(Passage to read)
Auctioneers are pinning their hopes on "über-collectors" to help London's summer art sales top last year's $1bn (£660m) total when the series kicks off later this month.

Estimates from Christie's, Sotheby's and smaller rivals such as Phillips and Bonhams for sales over the next few weeks show that the paintings, sculptures and furniture under the hammer are on course to defy a sluggish global economy again this year.

The top two houses have put some of their most expensive works, worth more than £192m, on public show until Tuesday at their Mayfair galleries, hoping that pre-sale exhibitions might inspire impulse-buying from serious collectors making the London stop on the art trail.

Christie's, the world's biggest auctioneers, has a star lot that is a price-on-request (estimated to be about £14.7m) diptych by the late 20th-century American painter Jean-Michel Basquiat, and a painting by Wassily Kandinsky, which could set a lifetime record for the Russian Expressionist if it sells north of that price. Its top estimate is £15.9m.

Sotheby's has Claude Monet's Le Palais Contarini with a top estimate of £19.92m as well as paintings by the 18th-century French artist Claude-Joseph Vernet (£4.94m) and David Hockney (£2.95m).

Alongside the Old Masters and modern and fine art, auction houses have included precious objects such as a Georgian coffee pot expected to become the most expensive piece of English silverware ever sold and a 15th-century Virgil manuscript, as well as collectibles such as a watch worn by James Bond in Thunderball and previously unreleased Bob Dylan lyrics.
(End Passage to read)
(Recorded data)
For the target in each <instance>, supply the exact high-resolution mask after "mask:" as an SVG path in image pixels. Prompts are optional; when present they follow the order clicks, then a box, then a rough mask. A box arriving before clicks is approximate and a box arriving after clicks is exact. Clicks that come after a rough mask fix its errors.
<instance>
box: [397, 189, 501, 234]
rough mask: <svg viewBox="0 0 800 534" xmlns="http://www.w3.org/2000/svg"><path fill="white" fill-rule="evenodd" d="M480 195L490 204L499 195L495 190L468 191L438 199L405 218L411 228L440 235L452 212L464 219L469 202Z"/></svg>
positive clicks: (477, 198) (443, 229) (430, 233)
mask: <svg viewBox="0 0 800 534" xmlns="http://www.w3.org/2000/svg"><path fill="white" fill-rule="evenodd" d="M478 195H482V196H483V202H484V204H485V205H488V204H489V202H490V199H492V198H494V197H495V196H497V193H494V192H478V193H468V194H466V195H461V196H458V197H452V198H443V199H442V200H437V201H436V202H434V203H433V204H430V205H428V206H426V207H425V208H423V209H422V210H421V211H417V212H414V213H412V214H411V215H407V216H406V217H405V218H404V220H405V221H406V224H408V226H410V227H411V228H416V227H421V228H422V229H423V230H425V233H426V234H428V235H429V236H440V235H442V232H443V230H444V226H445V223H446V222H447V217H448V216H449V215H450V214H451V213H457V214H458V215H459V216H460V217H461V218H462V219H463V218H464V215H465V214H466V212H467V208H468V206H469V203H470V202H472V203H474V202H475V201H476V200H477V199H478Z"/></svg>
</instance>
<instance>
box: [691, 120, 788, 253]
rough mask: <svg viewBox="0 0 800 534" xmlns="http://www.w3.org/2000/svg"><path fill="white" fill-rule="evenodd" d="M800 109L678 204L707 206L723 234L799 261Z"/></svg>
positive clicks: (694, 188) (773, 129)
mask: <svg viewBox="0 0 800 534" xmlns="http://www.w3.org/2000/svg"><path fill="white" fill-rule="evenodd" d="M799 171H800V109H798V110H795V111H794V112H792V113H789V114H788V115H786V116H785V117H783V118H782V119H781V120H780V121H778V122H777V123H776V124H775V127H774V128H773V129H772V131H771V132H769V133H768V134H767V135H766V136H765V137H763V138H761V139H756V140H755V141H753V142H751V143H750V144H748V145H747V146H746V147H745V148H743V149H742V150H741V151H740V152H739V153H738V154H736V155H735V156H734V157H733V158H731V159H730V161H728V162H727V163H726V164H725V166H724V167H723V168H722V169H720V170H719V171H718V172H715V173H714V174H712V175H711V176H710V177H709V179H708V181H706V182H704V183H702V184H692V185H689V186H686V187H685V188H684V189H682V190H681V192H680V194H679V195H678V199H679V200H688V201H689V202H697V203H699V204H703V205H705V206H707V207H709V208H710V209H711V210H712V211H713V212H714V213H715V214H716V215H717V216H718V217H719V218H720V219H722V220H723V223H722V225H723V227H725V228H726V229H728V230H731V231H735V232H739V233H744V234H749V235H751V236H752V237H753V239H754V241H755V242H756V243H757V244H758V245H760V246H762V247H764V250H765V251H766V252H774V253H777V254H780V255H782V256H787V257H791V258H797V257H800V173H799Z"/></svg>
(End Recorded data)
## Exercise requirements
[a] Copy out the passage of the article on London's summer art sales between "Auctioneers are pinning" and "the art trail.", inclusive.
[b] In the article on London's summer art sales, what top estimate does Sotheby's give for Claude Monet's Le Palais Contarini?

## Task results
[a]
Auctioneers are pinning their hopes on "über-collectors" to help London's summer art sales top last year's $1bn (£660m) total when the series kicks off later this month.

Estimates from Christie's, Sotheby's and smaller rivals such as Phillips and Bonhams for sales over the next few weeks show that the paintings, sculptures and furniture under the hammer are on course to defy a sluggish global economy again this year.

The top two houses have put some of their most expensive works, worth more than £192m, on public show until Tuesday at their Mayfair galleries, hoping that pre-sale exhibitions might inspire impulse-buying from serious collectors making the London stop on the art trail.

[b] £19.92m